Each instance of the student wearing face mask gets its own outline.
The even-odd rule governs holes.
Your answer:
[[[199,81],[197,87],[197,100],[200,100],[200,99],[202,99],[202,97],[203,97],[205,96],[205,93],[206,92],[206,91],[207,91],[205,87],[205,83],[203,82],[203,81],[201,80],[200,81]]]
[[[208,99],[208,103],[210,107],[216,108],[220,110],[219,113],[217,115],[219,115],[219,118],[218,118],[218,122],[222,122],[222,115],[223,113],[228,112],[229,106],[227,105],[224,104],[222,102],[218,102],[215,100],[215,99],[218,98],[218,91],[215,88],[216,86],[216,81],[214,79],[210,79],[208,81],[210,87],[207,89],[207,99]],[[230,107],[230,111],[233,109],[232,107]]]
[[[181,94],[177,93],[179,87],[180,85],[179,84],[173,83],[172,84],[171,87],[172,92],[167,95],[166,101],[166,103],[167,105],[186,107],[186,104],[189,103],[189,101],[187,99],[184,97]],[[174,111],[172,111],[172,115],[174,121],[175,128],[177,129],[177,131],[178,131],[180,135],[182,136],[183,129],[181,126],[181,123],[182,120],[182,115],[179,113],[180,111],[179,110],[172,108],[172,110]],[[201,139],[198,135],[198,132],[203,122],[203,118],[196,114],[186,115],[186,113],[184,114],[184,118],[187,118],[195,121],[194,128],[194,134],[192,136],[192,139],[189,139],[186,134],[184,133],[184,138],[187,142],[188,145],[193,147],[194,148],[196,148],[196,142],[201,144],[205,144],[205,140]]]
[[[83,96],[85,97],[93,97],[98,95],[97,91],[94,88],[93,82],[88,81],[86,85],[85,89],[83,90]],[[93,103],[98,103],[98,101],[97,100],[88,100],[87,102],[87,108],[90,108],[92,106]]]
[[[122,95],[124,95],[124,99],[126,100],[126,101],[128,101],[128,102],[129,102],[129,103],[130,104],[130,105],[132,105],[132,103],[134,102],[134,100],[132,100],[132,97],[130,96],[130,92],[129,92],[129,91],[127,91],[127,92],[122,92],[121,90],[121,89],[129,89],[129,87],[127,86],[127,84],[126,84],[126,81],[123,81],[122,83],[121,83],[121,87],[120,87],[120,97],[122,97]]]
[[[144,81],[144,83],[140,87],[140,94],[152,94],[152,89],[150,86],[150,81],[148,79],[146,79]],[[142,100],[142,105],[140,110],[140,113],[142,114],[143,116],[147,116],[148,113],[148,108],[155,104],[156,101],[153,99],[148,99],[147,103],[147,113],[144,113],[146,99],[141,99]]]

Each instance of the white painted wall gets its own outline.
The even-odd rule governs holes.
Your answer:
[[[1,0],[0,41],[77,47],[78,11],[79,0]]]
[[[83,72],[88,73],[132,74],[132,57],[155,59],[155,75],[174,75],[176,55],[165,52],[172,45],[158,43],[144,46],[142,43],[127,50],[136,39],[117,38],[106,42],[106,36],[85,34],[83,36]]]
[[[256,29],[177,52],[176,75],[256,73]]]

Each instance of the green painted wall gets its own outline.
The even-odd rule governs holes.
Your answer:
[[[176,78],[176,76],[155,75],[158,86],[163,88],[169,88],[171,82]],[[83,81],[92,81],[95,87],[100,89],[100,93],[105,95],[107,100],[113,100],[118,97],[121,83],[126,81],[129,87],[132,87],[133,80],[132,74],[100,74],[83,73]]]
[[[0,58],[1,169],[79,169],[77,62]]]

----------------------------------------

- [TO BE DONE]:
Reproduce all of the material above, swapping each "outline" for "polygon" and leaving everything else untouched.

- [TASK ANSWER]:
Each instance of the student wearing face mask gets its own polygon.
The even-odd rule governs holes.
Your answer:
[[[199,81],[197,87],[197,100],[200,100],[200,99],[202,99],[202,97],[203,97],[205,96],[205,93],[206,92],[206,91],[207,91],[205,87],[205,83],[203,82],[203,81],[201,80],[200,81]]]
[[[208,99],[208,103],[210,107],[216,108],[220,110],[219,113],[217,115],[219,115],[219,118],[218,118],[218,122],[222,122],[222,115],[223,113],[228,112],[229,106],[227,105],[224,104],[222,102],[218,102],[215,100],[215,99],[218,98],[218,91],[215,88],[216,86],[216,81],[214,79],[210,79],[208,81],[210,87],[207,89],[207,99]],[[230,107],[230,111],[233,109],[232,107]]]
[[[181,94],[177,93],[179,87],[180,85],[179,84],[173,83],[172,84],[171,87],[172,92],[167,95],[166,101],[166,103],[167,105],[186,107],[186,104],[189,103],[189,101],[187,99],[184,97]],[[174,111],[172,111],[172,115],[174,121],[175,128],[177,129],[177,131],[178,131],[180,135],[182,136],[183,129],[181,126],[181,123],[182,120],[182,115],[179,113],[180,111],[179,110],[172,108],[172,110]],[[201,139],[198,135],[198,132],[203,122],[203,118],[196,114],[186,115],[186,113],[184,114],[184,118],[187,118],[195,121],[194,128],[194,134],[192,136],[192,139],[189,139],[186,134],[184,133],[184,138],[187,142],[188,145],[193,147],[194,148],[196,148],[196,142],[201,144],[205,144],[205,140]]]
[[[83,96],[85,97],[93,97],[98,95],[97,91],[94,88],[93,82],[88,81],[86,85],[85,89],[83,90]],[[93,103],[98,103],[98,101],[97,100],[88,100],[87,102],[87,108],[90,108],[92,106]]]
[[[122,95],[124,95],[124,99],[126,100],[126,101],[128,101],[128,102],[129,102],[129,103],[130,104],[130,105],[132,105],[132,103],[134,102],[134,100],[132,100],[132,97],[130,96],[130,92],[129,92],[129,91],[127,91],[127,92],[122,92],[121,90],[121,89],[129,89],[129,87],[127,86],[127,84],[126,84],[126,81],[123,81],[122,83],[121,83],[121,87],[120,87],[120,97],[122,97]]]
[[[144,81],[144,83],[140,87],[140,94],[152,94],[152,89],[150,86],[150,81],[148,79],[146,79]],[[142,100],[142,105],[140,110],[140,113],[142,114],[143,116],[147,116],[148,113],[148,108],[155,104],[156,101],[153,99],[148,99],[147,103],[147,113],[144,113],[146,99],[141,99]]]

Each instance of the white painted wall gets its own polygon.
The even-odd rule governs holes.
Your answer:
[[[1,0],[0,41],[77,47],[78,11],[79,0]]]
[[[83,72],[88,73],[132,74],[132,57],[155,59],[155,75],[174,75],[176,55],[165,52],[172,45],[158,43],[144,46],[142,43],[127,50],[136,39],[117,38],[106,42],[106,36],[85,34],[83,36]]]
[[[256,29],[177,52],[176,75],[256,73]]]

Each instance of the green painted wall gets its own polygon.
The even-odd rule governs holes.
Your answer:
[[[176,78],[176,76],[155,75],[158,86],[163,88],[169,88],[171,82]],[[83,81],[92,81],[95,87],[100,89],[100,93],[105,95],[107,100],[113,100],[118,97],[121,83],[126,81],[129,87],[132,87],[133,80],[132,74],[100,74],[83,73]]]
[[[0,58],[1,169],[79,169],[77,62]]]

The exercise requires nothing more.